The response should consist of the data below, copied exactly, with no pictures in it.

##### Records shown

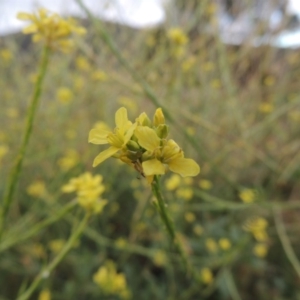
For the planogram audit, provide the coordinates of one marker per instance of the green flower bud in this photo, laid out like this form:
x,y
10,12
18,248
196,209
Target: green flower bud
x,y
162,131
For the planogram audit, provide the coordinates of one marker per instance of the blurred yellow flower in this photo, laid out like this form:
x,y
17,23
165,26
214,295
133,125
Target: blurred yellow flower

##########

**Result below**
For the planogram audit, provide the coordinates of one marker per instance of the green flower bud in this photo, laid out like this form:
x,y
10,12
18,248
196,209
Target: green flower bud
x,y
162,131
For the planogram audit, provide the coordinates of one marker per instance of the blurred yellow flower in this photo, laid out like this form:
x,y
17,23
165,26
214,295
133,125
Target: blurred yellow flower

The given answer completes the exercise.